===== TASK INPUT

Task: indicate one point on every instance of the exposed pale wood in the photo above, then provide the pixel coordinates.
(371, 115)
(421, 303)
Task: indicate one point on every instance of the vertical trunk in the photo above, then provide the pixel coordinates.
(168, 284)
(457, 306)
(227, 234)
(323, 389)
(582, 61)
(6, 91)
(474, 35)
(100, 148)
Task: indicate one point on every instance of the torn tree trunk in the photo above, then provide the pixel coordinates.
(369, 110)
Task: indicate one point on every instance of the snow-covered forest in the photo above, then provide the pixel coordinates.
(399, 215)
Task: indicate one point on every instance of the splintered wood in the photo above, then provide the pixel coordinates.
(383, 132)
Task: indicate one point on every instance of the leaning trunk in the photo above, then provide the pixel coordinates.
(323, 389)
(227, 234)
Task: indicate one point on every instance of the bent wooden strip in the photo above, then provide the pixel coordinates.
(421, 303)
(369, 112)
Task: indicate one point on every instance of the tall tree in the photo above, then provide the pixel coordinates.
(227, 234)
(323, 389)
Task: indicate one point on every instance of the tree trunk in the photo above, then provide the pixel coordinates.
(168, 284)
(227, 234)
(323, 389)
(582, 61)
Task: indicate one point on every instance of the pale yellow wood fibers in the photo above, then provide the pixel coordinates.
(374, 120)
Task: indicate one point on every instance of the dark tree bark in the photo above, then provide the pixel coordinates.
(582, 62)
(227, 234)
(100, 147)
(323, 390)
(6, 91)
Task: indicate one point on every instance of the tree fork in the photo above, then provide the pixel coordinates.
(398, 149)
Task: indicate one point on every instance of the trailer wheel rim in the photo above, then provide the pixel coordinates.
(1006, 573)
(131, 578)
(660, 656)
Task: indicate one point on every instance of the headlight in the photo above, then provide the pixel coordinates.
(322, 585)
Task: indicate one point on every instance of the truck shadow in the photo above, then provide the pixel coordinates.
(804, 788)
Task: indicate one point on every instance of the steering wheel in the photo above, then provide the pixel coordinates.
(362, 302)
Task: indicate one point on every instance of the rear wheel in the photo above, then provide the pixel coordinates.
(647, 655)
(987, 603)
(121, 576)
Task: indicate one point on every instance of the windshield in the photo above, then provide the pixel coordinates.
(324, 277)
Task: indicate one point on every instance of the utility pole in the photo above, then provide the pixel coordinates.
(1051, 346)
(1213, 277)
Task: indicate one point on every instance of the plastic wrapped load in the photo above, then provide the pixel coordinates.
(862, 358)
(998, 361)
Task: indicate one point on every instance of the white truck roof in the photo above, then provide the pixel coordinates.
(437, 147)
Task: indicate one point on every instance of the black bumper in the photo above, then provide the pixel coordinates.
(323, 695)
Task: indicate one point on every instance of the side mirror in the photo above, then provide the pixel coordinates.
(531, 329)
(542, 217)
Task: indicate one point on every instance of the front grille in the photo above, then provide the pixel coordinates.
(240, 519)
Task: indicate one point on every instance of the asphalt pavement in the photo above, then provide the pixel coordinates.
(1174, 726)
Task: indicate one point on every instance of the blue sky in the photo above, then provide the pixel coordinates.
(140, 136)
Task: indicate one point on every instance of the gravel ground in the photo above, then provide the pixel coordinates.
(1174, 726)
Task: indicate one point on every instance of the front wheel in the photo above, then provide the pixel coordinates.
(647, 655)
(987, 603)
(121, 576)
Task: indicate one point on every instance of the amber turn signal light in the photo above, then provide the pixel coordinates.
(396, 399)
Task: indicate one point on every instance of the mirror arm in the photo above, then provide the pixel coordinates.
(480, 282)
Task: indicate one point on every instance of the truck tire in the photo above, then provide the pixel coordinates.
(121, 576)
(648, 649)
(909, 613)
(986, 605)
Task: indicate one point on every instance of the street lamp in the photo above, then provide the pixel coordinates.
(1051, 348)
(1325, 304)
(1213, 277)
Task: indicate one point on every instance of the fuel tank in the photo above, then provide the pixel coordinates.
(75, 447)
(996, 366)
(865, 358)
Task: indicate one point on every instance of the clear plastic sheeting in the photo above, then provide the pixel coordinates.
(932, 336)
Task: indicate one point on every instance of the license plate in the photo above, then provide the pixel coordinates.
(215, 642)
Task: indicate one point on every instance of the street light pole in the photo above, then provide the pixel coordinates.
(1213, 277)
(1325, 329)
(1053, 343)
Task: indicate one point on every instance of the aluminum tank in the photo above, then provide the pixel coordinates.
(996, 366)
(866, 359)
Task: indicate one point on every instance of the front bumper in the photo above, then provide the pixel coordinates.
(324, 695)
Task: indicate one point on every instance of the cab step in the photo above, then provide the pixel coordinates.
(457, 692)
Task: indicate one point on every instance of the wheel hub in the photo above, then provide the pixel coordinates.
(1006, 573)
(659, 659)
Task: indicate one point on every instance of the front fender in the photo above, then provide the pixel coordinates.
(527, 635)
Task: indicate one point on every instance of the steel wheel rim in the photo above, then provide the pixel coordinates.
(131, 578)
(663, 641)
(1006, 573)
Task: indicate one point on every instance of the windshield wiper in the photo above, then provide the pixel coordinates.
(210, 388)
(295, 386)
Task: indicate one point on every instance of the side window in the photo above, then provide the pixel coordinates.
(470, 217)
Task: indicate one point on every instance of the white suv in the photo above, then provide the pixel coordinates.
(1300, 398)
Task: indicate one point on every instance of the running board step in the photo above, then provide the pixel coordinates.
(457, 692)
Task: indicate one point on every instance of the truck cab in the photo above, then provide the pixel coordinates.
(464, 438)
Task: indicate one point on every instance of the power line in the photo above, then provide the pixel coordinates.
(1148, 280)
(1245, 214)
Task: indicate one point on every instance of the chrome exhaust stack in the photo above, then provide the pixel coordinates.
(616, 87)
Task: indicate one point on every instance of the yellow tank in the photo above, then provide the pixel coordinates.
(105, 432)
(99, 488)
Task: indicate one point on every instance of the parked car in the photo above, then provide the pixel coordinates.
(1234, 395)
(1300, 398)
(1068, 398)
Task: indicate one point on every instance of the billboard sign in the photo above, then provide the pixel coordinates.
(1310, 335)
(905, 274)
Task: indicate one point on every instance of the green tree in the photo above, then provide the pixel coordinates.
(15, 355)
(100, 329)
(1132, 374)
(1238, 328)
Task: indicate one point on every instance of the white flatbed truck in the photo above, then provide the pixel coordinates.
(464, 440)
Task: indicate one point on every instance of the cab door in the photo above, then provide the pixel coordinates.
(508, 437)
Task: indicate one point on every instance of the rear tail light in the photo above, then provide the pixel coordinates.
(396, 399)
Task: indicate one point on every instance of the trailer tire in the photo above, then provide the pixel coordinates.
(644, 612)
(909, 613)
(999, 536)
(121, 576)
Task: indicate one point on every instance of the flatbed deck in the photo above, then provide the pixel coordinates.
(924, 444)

==========

> **JOB**
Quote, without any change, each line from the one that contains "Task: indicate one point on every instance of the billboard" through the end of the material.

> **WRITTEN SOLUTION**
Task: indicate one point on every instance of the billboard sign in the photo above, then provide the pixel coordinates.
(1310, 335)
(905, 274)
Task: indicate one point on every instance of the green tree in the photo above, then provide the pixel coordinates.
(15, 355)
(100, 329)
(1132, 374)
(1238, 328)
Task: indicate one point on every instance of the white flatbed truck in the photo above, then provide the pixel coordinates.
(464, 440)
Task: indicate one point on every instance of the cab door in the photo above, then provide the pixel coordinates.
(508, 437)
Task: indicate one point on every instance of the rear tail light in the photo above, then provide the pixel coordinates.
(396, 399)
Task: indicate one point on every instance of the trailer tire in the photo above, then provide the pixel coordinates.
(644, 612)
(909, 613)
(999, 536)
(121, 576)
Task: indicate one point on every instance of the flatbed deck in the photo above, then provide the pixel coordinates.
(924, 444)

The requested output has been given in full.